** Begin GIVEN DATA **
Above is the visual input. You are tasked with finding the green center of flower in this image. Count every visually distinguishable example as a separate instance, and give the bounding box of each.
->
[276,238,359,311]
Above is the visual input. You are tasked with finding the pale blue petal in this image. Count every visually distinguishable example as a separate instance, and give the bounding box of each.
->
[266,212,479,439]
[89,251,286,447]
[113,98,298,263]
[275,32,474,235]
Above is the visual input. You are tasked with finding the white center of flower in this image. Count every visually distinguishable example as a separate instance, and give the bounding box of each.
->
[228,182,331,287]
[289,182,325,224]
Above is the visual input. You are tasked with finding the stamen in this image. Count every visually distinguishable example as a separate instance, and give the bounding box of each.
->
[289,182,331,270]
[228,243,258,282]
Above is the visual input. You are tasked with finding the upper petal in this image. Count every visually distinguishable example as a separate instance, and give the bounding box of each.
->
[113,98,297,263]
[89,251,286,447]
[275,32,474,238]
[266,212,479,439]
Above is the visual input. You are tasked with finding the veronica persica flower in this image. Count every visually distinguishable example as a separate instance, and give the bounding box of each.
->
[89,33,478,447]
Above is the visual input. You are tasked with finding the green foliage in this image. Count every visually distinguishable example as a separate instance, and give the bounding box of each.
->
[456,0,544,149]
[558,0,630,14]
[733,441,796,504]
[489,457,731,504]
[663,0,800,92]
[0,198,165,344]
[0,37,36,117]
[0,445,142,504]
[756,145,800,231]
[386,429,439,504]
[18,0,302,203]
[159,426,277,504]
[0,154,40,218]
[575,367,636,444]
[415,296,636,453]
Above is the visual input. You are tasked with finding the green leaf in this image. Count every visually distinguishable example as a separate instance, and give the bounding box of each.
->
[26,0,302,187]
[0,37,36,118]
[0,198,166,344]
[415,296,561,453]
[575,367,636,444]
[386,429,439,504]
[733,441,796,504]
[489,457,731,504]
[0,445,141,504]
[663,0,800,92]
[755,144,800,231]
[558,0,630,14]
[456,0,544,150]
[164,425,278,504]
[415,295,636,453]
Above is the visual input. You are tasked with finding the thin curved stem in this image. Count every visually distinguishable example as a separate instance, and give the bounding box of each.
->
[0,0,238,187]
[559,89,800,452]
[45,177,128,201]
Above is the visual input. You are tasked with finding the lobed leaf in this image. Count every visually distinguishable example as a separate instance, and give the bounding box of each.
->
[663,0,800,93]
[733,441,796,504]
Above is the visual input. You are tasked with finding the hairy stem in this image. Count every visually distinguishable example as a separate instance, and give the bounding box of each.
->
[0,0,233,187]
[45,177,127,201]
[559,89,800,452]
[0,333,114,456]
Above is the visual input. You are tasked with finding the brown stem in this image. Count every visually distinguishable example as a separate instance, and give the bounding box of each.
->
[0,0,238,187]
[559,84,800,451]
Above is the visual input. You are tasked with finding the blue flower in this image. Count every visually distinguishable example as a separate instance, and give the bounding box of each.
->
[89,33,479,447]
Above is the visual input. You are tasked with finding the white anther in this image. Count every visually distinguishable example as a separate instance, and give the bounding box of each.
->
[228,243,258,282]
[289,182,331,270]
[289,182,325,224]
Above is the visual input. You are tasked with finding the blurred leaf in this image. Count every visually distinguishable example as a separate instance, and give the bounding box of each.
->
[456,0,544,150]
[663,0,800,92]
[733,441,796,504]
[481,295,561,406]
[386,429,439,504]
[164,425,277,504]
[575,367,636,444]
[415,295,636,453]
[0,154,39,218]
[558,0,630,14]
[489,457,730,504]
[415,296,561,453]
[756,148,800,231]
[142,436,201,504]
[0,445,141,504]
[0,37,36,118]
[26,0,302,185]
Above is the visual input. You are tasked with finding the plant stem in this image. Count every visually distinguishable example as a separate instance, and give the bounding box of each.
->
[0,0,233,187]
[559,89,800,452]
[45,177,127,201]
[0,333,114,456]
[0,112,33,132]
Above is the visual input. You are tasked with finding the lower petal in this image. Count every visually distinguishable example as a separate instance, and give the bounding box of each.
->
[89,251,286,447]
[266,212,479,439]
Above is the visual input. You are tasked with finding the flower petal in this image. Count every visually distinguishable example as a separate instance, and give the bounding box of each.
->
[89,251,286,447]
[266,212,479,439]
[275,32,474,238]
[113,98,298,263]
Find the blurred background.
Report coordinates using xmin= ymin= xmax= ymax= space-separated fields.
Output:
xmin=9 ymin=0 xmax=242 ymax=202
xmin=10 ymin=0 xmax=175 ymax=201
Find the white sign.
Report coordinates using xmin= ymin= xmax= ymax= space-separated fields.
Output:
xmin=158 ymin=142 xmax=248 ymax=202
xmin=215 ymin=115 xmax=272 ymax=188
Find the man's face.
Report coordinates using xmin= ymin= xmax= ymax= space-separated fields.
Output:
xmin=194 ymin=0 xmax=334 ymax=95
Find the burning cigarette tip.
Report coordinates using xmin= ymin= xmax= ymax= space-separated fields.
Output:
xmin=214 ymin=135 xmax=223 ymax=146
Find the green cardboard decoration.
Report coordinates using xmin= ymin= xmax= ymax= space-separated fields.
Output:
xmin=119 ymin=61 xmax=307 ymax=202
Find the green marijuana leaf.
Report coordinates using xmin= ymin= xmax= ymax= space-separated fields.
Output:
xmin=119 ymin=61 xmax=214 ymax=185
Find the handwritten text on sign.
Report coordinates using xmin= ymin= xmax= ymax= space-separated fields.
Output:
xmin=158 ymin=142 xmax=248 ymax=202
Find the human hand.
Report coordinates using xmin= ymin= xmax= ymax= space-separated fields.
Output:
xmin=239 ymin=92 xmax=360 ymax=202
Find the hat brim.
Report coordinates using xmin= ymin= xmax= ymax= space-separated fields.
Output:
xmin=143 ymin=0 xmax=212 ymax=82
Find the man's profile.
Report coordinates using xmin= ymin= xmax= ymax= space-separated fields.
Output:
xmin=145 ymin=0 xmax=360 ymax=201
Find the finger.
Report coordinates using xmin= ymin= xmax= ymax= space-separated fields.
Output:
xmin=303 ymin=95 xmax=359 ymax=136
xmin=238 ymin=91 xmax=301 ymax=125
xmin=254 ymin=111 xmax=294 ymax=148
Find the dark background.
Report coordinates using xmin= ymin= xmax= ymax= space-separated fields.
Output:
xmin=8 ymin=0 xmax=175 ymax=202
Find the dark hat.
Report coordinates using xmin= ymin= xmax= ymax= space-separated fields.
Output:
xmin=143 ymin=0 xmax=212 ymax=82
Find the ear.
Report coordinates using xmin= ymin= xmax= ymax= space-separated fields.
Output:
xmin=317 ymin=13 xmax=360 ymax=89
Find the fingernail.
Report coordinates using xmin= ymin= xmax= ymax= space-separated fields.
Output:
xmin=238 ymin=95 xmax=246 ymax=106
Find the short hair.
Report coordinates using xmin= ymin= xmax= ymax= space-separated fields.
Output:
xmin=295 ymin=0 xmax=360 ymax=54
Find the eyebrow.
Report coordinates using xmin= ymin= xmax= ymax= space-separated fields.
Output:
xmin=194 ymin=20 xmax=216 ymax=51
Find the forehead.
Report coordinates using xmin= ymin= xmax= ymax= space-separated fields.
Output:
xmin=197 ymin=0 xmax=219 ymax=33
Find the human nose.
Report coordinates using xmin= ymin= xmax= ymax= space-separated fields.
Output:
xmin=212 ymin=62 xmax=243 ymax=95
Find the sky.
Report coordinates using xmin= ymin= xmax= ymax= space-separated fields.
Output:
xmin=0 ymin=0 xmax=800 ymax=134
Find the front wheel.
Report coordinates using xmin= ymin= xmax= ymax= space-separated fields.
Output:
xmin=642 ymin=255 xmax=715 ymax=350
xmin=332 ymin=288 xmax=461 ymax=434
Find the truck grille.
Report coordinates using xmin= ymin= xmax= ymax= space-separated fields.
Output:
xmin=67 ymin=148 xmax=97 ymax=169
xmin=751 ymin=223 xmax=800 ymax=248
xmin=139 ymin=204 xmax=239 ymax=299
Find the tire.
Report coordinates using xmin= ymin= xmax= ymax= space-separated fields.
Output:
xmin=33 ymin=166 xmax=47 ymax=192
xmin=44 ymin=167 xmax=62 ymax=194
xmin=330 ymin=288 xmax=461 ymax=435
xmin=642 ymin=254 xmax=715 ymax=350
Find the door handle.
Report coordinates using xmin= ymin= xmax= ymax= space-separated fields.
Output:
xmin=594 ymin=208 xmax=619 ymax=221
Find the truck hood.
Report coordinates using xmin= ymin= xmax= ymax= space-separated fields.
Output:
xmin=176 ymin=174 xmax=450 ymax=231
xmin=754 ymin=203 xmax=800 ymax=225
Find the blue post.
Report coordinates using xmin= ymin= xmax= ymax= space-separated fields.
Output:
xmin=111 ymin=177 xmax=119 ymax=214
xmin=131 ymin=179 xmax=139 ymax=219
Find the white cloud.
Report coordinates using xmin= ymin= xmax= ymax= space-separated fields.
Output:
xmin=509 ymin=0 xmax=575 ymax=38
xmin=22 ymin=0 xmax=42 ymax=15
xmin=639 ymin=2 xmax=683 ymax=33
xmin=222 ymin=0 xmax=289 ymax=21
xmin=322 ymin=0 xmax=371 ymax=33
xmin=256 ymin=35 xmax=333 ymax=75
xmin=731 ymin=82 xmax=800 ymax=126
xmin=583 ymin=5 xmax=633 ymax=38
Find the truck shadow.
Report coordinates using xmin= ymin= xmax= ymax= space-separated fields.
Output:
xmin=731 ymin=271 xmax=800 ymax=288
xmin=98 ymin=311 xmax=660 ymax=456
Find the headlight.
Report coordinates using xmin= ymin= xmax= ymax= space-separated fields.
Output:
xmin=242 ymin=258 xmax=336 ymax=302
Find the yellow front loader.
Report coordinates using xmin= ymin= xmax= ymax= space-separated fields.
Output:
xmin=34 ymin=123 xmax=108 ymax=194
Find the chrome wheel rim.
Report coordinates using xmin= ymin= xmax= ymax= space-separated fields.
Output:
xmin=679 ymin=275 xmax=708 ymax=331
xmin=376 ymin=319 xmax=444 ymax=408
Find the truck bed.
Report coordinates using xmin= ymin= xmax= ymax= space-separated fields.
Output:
** End GIVEN DATA **
| INSTRUCTIONS TO FOLLOW |
Write out everything in the data above from the line containing "Find the man's face." down to the line containing "xmin=214 ymin=135 xmax=223 ymax=146", including both of those lines, and reproduce each line without any change.

| SOLUTION FOR THIS PROBLEM |
Find the man's face.
Report coordinates using xmin= ymin= xmax= ymax= space-separated fields.
Output:
xmin=194 ymin=0 xmax=334 ymax=95
Find the burning cigarette tip.
Report coordinates using xmin= ymin= xmax= ymax= space-separated fields.
Output:
xmin=214 ymin=135 xmax=223 ymax=146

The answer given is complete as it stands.